_YOUR INSTRUCTIONS_. All lines holding the word "rough" are to be copied from the records beneath.

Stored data
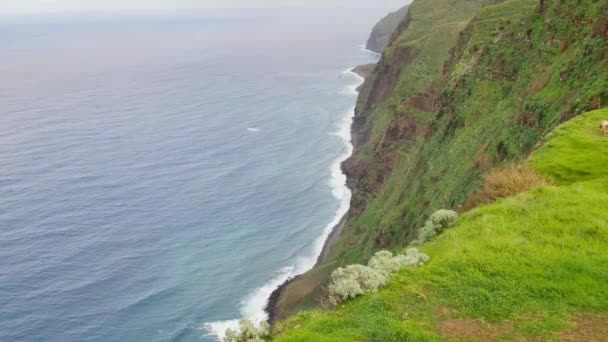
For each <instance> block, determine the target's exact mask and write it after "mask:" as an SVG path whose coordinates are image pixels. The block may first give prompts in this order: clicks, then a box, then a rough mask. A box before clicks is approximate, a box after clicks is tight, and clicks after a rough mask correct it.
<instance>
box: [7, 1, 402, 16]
mask: <svg viewBox="0 0 608 342" xmlns="http://www.w3.org/2000/svg"><path fill="white" fill-rule="evenodd" d="M409 2H410V0H0V12H9V13H10V12H64V11H71V12H73V11H115V10H134V9H135V10H136V9H145V10H170V9H187V8H235V7H237V8H268V7H272V8H275V7H310V8H326V7H338V8H395V9H396V8H399V7H402V6H404V5H407V4H408V3H409Z"/></svg>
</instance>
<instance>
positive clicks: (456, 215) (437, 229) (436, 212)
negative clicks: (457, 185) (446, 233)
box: [411, 209, 458, 246]
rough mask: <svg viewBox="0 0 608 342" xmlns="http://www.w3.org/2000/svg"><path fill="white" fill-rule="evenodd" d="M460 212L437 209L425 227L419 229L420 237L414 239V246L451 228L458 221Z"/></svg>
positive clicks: (443, 209)
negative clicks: (417, 238)
mask: <svg viewBox="0 0 608 342" xmlns="http://www.w3.org/2000/svg"><path fill="white" fill-rule="evenodd" d="M457 219H458V213H457V212H455V211H452V210H445V209H441V210H437V211H436V212H434V213H433V214H432V215H431V217H429V219H428V220H427V221H426V223H425V224H424V227H422V228H420V230H419V231H418V239H416V240H414V241H413V242H412V243H411V245H412V246H420V245H422V244H424V243H426V242H428V241H430V240H431V239H432V238H434V237H435V236H437V235H438V234H439V233H441V232H442V231H443V230H445V229H446V228H449V227H451V226H453V225H454V223H456V220H457Z"/></svg>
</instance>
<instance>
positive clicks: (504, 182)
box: [464, 165, 549, 209]
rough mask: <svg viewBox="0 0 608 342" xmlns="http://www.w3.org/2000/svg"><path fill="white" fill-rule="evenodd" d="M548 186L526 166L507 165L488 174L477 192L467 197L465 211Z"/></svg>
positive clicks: (538, 176)
mask: <svg viewBox="0 0 608 342" xmlns="http://www.w3.org/2000/svg"><path fill="white" fill-rule="evenodd" d="M546 185H549V183H548V182H547V180H545V178H543V177H541V176H539V175H538V174H536V173H535V172H534V171H533V170H532V169H531V168H529V167H528V166H526V165H509V166H507V167H505V168H502V169H495V170H492V171H491V172H490V173H488V174H487V175H486V177H485V179H484V184H483V186H482V187H481V189H480V190H479V191H477V192H476V193H475V194H473V195H472V196H470V197H469V199H468V200H467V202H466V204H465V206H464V207H465V209H471V208H474V207H476V206H478V205H480V204H487V203H493V202H496V200H498V199H500V198H507V197H512V196H515V195H517V194H519V193H521V192H525V191H529V190H532V189H536V188H539V187H542V186H546Z"/></svg>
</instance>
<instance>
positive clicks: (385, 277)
mask: <svg viewBox="0 0 608 342" xmlns="http://www.w3.org/2000/svg"><path fill="white" fill-rule="evenodd" d="M428 260H429V257H428V256H427V255H425V254H422V253H420V252H419V251H418V250H417V249H416V248H411V249H408V250H407V251H406V254H405V255H397V256H393V254H392V253H391V252H388V251H381V252H378V253H376V254H375V255H374V256H373V257H372V258H371V259H370V261H369V263H368V265H367V266H363V265H349V266H347V267H340V268H338V269H337V270H335V271H334V272H333V273H332V274H331V282H330V285H329V301H330V302H331V303H332V304H333V305H337V304H339V303H341V302H343V301H345V300H347V299H351V298H355V297H357V296H359V295H362V294H365V293H370V292H376V291H378V289H379V288H380V287H381V286H384V285H386V282H387V281H388V279H389V277H390V276H391V274H393V273H394V272H396V271H398V270H400V269H402V268H404V267H408V266H409V267H416V266H422V265H423V264H424V263H425V262H427V261H428Z"/></svg>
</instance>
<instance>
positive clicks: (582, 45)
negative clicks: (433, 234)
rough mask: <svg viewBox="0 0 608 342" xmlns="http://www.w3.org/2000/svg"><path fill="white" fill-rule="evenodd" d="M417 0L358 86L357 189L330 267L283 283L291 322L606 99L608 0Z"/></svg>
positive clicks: (601, 107)
mask: <svg viewBox="0 0 608 342" xmlns="http://www.w3.org/2000/svg"><path fill="white" fill-rule="evenodd" d="M538 5H539V1H538V0H506V1H496V0H494V1H490V0H488V1H474V0H417V1H415V2H414V3H413V4H412V5H411V6H410V15H409V19H408V20H407V21H405V22H403V23H402V25H401V27H400V28H399V30H400V31H399V32H400V33H399V32H398V33H399V34H398V36H396V38H395V40H394V41H393V43H392V45H391V46H390V47H389V48H387V50H386V51H385V53H384V54H383V57H382V60H381V61H380V62H379V64H378V65H377V66H376V69H375V70H374V72H373V73H372V74H371V75H370V76H369V77H368V78H367V80H366V82H365V84H364V85H363V87H362V89H361V94H360V97H359V100H358V105H357V113H356V117H355V122H354V126H353V139H354V144H355V153H354V156H353V157H352V158H351V159H350V160H349V161H348V162H347V163H346V164H345V165H344V170H345V172H346V173H347V175H348V176H349V186H350V187H351V188H352V189H353V200H352V202H351V211H350V214H349V217H348V220H347V223H346V225H345V228H344V230H343V233H342V236H341V238H340V239H339V240H338V241H337V242H336V243H335V245H334V246H333V247H332V250H331V253H330V255H329V257H328V258H327V260H325V262H324V263H322V264H321V265H319V266H318V267H316V268H315V269H313V270H312V271H311V272H308V273H307V274H305V275H304V276H302V277H301V278H299V279H298V280H296V281H294V282H292V283H291V284H290V285H289V286H287V287H286V288H285V290H284V292H283V293H282V296H281V298H280V300H279V305H278V310H277V311H278V316H279V317H286V316H289V315H290V314H292V313H294V312H297V311H299V310H302V309H307V308H311V307H315V306H317V305H318V303H319V300H320V299H321V298H323V296H324V290H323V288H324V285H325V284H326V282H327V279H328V276H329V274H330V273H331V271H332V270H334V269H335V268H336V267H338V266H341V265H346V264H352V263H359V262H362V261H365V260H367V259H369V257H371V255H372V254H373V253H374V252H375V251H377V250H379V249H389V250H393V251H398V250H400V249H401V248H403V247H404V246H406V245H407V244H408V243H409V242H410V241H411V240H412V239H413V238H414V237H415V231H416V230H417V229H418V228H420V227H421V226H422V225H423V224H424V220H425V219H426V218H427V217H428V216H429V215H430V214H431V213H432V212H433V211H435V210H437V209H439V208H447V209H454V210H461V209H462V205H463V203H465V201H466V200H467V198H468V197H469V196H471V194H472V193H473V192H474V191H475V190H476V189H477V188H478V187H479V186H480V183H481V181H482V179H483V175H484V174H486V173H487V172H489V171H491V170H493V169H495V168H496V167H499V166H501V165H506V164H509V163H512V162H516V163H517V162H520V161H522V160H525V159H526V158H528V156H529V155H530V153H531V152H532V151H534V149H535V148H536V147H537V146H538V145H539V144H541V143H542V142H543V139H544V137H545V136H546V135H547V133H548V132H550V131H552V130H553V129H554V128H555V127H556V126H558V125H559V124H560V123H562V122H565V121H567V120H569V119H571V118H573V117H576V116H577V115H578V114H580V113H582V112H586V111H589V110H592V109H596V108H602V107H604V106H606V105H607V104H608V19H607V18H608V0H578V1H559V0H547V1H546V6H545V8H543V9H542V10H541V9H540V8H539V6H538Z"/></svg>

_ANSWER SECTION_.
For each <instance> block, determine the target's exact mask and write it after "mask:" as an SVG path whose coordinates are image pixels. The block may first give prompts in this order: clicks, then a box, then a rough mask. A box before clicks is approximate, a box after clicks is tight, and clicks after a rough mask correct it.
rough mask: <svg viewBox="0 0 608 342" xmlns="http://www.w3.org/2000/svg"><path fill="white" fill-rule="evenodd" d="M460 212L437 209L425 227L419 229L420 237L414 239V246L451 228L458 221Z"/></svg>
rough mask: <svg viewBox="0 0 608 342" xmlns="http://www.w3.org/2000/svg"><path fill="white" fill-rule="evenodd" d="M548 186L526 166L507 165L488 174L477 192L467 197L465 211Z"/></svg>
rough mask: <svg viewBox="0 0 608 342" xmlns="http://www.w3.org/2000/svg"><path fill="white" fill-rule="evenodd" d="M417 0L358 86L357 189L330 267L283 283L291 322L606 99L608 0Z"/></svg>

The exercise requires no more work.